## Task details
Repeat all of the records below word for word, leaving out the pictures.

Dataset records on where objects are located
** begin **

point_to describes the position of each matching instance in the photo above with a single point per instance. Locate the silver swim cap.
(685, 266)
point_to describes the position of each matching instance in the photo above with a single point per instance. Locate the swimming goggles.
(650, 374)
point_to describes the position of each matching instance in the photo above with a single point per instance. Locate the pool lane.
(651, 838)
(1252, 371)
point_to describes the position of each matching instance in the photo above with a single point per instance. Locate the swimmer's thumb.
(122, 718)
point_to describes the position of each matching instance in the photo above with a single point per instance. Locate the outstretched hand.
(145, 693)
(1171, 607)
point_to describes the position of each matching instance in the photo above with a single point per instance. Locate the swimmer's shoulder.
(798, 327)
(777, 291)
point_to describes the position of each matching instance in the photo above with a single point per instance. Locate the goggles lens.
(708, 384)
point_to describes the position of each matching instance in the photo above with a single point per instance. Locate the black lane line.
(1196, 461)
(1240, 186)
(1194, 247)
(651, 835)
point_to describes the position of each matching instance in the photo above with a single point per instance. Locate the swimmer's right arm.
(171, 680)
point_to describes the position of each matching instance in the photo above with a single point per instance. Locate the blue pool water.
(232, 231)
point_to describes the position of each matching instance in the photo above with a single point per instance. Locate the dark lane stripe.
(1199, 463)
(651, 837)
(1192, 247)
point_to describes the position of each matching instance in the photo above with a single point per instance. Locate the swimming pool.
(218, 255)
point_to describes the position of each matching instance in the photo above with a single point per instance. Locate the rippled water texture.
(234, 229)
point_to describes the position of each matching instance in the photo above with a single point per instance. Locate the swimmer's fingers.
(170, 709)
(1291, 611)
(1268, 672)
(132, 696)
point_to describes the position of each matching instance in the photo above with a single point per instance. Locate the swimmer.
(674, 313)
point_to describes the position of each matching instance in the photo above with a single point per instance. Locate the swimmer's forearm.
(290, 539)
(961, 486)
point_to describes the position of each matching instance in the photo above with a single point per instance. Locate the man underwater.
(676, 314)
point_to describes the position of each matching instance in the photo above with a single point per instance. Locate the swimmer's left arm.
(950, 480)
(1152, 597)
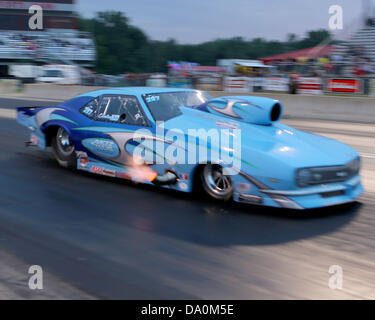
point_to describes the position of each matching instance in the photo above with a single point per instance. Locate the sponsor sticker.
(104, 147)
(243, 187)
(123, 175)
(98, 170)
(83, 163)
(183, 176)
(183, 185)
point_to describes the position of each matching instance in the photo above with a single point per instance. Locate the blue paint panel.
(103, 147)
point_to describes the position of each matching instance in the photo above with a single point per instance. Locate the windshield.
(52, 74)
(165, 105)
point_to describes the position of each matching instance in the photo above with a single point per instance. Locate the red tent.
(312, 53)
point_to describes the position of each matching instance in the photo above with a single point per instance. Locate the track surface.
(102, 238)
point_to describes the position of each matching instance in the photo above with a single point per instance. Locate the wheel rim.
(217, 182)
(63, 142)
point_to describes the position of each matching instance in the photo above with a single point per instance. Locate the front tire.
(215, 183)
(63, 149)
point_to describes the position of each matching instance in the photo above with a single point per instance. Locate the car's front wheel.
(63, 149)
(216, 183)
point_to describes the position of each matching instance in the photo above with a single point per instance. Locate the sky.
(196, 21)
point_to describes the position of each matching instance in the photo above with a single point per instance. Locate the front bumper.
(323, 195)
(306, 198)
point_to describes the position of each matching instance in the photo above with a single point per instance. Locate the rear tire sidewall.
(204, 186)
(66, 161)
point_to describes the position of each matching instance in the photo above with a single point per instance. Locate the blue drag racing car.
(230, 147)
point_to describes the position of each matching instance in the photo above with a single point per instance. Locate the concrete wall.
(339, 108)
(344, 108)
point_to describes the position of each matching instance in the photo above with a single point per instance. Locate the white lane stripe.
(368, 155)
(8, 113)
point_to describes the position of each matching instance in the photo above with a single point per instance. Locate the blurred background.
(83, 46)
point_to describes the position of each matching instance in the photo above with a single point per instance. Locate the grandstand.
(359, 49)
(58, 42)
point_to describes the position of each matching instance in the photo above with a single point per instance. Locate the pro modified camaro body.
(232, 147)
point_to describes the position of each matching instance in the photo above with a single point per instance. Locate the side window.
(121, 109)
(89, 110)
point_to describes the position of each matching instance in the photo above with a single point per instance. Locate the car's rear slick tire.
(215, 183)
(63, 149)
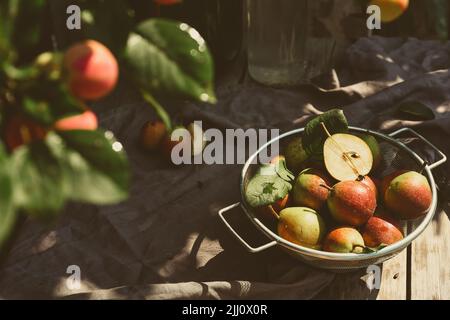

** end **

## The response
point_to describes the position of each matching instance in the photo above with a single point per instance. Locate the silver swim cap.
(685, 266)
point_to describes the position of each matching instance in the photo above with a single point per instance. Locate the swimming goggles.
(650, 374)
point_to describes the position of each matching instance in the photo above with a single point per instance. Locate the pool lane.
(651, 838)
(1252, 371)
point_to describes the position of each matching instance in the photo above with a single point per instance. Locate the swimmer's thumb.
(122, 718)
point_to describes the position of each matching instance in the photo above with a single point per instance. Locate the outstretched hand.
(145, 693)
(1171, 607)
point_to describes the position of each matching instance in the photo above with a single point per instance. Locate the swimmer's shoulder.
(798, 327)
(777, 291)
point_to describes the position of each matching instance in the photo above with a single point per instance. Locate the goggles lens.
(708, 384)
point_to describes the position of each matching instance in the photo above with a single point per instance. Locate the black lane line.
(1196, 461)
(1240, 186)
(1194, 247)
(651, 835)
point_to describes the position of each matching instance in the photo above with a single point per instance. Locate the swimmer's right arm.
(171, 680)
point_to describes the position of each matching instance in the photo above with a single point per instance. Locate the blue pool water.
(232, 231)
point_to describes the position of each matching instance in the photo above with a single point per instance. Locate the dark lane stripe.
(1199, 463)
(651, 837)
(1192, 247)
point_to describes the position of each matching instance in the photo above with a single point per instance. Locate the swimming pool.
(218, 255)
point_to describes the position of each matching instance in the photo above with a single point per instance. Locate the rippled water texture.
(234, 229)
point_to describes the position of each matching instance in the photo above with a single point per instance. Locate the swimmer's fingers.
(170, 709)
(1291, 611)
(1268, 672)
(132, 696)
point_to describes the position of each matching instance in the photo above with a single point per instance. Locate the swimmer.
(674, 313)
point_to describes the position of each matching instance in the photo above with a single point per instance. Locate the swimmer's forearm.
(290, 539)
(961, 486)
point_to describes the position of each matching instance in the photo above with a single point per instance. Locate the man underwater.
(676, 314)
point_to describes the position of each matching instance in the photo above with a single point per instance. Locate the swimmer's left arm.
(950, 480)
(1152, 597)
point_to describes the position of each matching instance in the photo above with a single point per instance. Locate the sponsor sticker.
(104, 147)
(243, 187)
(123, 175)
(98, 170)
(83, 163)
(183, 176)
(183, 185)
point_to describes the position of each matching instance in the photo above with a single point per instance. Locate the blue paint panel.
(103, 147)
point_to describes the position of each matching instance in the photo above with a single point per instance. Locate the windshield.
(52, 74)
(165, 105)
point_to describes the position of each matching instance in the photo above with a single point per instance. Locate the red tent.
(312, 53)
point_to describes the position of each matching instance in the photo above with a single point per instance. Locate the track surface.
(102, 238)
point_to describes the position of each matching instance in the photo above with a single point per instance. Locate the wheel rim.
(217, 182)
(63, 142)
point_to describes the position of each matching instance in the photo above with a single point per instance. Locate the front tire.
(215, 183)
(63, 149)
point_to describes the position of each matching instance in the photo above with a single point per instance. Locate the car's front wheel.
(63, 149)
(216, 183)
point_to describes the position of each matching instance in the photo above with a single point per instance. Locate the sky.
(196, 21)
point_to describes the position of each matching instance in the photo above with a single point per instance. Locate the front bumper.
(323, 195)
(306, 198)
point_to describes the position of each matching instance in the photo above with a single point per instance. Locate the rear tire sidewall.
(204, 186)
(66, 161)
point_to describes the position of each matching instance in the photo above with a single point per instance. Locate the blue drag racing car.
(230, 147)
point_to describes the position of each matching instance in the photo above with a single point per instance. Locate the concrete wall.
(339, 108)
(344, 108)
point_to describes the position of each matching instance in the photo above with a single point per instance. Locate the white lane stripe.
(368, 155)
(8, 113)
point_to describes the position of each matching instance in the photo above with a single point per instance. Locate the blurred background.
(83, 46)
point_to describes the position of each matching instance in the photo above with a single point per instance. Locate the grandstand.
(359, 49)
(58, 42)
point_to describes the position of each matching instance in the photo above with a single point per instance. Locate the pro modified camaro body.
(232, 147)
point_to describes the position of each matching instance in the photo above with a single point per instance. Locate the side window.
(121, 109)
(89, 110)
point_to describes the position of each matching instance in the photo above with a single point per instance. Locate the car's rear slick tire.
(215, 183)
(63, 149)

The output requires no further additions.